§ Task to carry out: Copy the entire news digest on elevators and phone-unlocking apps word for word.

━━━━━ Text provided

The Boston Globe • 2 March 2014
Going up. While everyone points to the automobile as the transformative technology in creating urban sprawl, the elevator's role in city planning was equally instrumental. As Elevator Museum founder Patrick Carrajat observes, "If we didn't have elevators . . . we would have a megalopolis, one continuous city, stretching from Philadelphia to Boston, because everything would be five or six stories tall." Read on for a fascinating history of the culture of elevators and why they still matter.
One of those things we appreciate whenever they are broken. I hadn't thought about the elevator as the "engine of vertical spread" that changed "the garret to the penthouse." Nor had I thought about how elevators work. For me they conjure two weaknesses—vertigo and claustrophobia—that have snuck up on me in recent years. For a wonderfully sinister description of an elevator ride I recommend the opening chapter of Murakami's Hard-boiled Wonderland and the end of the world: " . . . Stationary in unending silence, a still life: Man in Elevator." (Michalko)
Technology Review • 12 March 2014
Captcha, anyone? Researchers at Stanford and the University of Toronto are experimenting with apps that require smartphone users to perform simple tasks to unlock their phones. One, dubbed Twitch, asks users to enter data about the energy level of people around them. Other possibilities might include answering personal health questions or gauging surrounding noise levels. Depending on which apps catch on, the outcome could be a new source of environmental data, marketing info or microtasking toward a larger research effort.

━━━━━━━━━━
━━━━━ Recorded information

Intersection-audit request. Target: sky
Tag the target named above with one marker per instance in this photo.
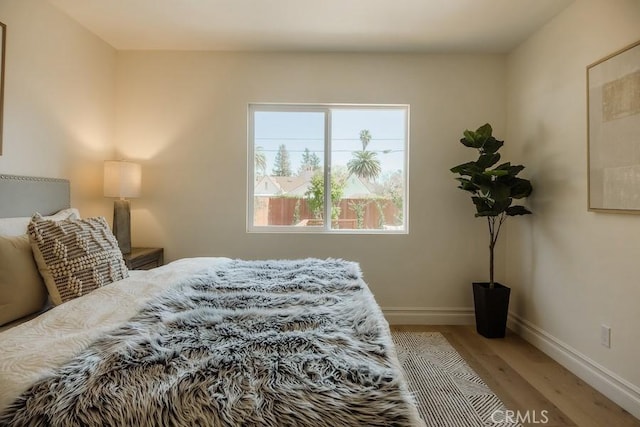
(305, 129)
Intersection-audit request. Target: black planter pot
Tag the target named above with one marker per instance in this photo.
(492, 306)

━━━━━━━━━━

§ Written solution:
The Boston Globe • 2 March 2014
Going up. While everyone points to the automobile as the transformative technology in creating urban sprawl, the elevator's role in city planning was equally instrumental. As Elevator Museum founder Patrick Carrajat observes, "If we didn't have elevators . . . we would have a megalopolis, one continuous city, stretching from Philadelphia to Boston, because everything would be five or six stories tall." Read on for a fascinating history of the culture of elevators and why they still matter.
One of those things we appreciate whenever they are broken. I hadn't thought about the elevator as the "engine of vertical spread" that changed "the garret to the penthouse." Nor had I thought about how elevators work. For me they conjure two weaknesses—vertigo and claustrophobia—that have snuck up on me in recent years. For a wonderfully sinister description of an elevator ride I recommend the opening chapter of Murakami's Hard-boiled Wonderland and the end of the world: " . . . Stationary in unending silence, a still life: Man in Elevator." (Michalko)
Technology Review • 12 March 2014
Captcha, anyone? Researchers at Stanford and the University of Toronto are experimenting with apps that require smartphone users to perform simple tasks to unlock their phones. One, dubbed Twitch, asks users to enter data about the energy level of people around them. Other possibilities might include answering personal health questions or gauging surrounding noise levels. Depending on which apps catch on, the outcome could be a new source of environmental data, marketing info or microtasking toward a larger research effort.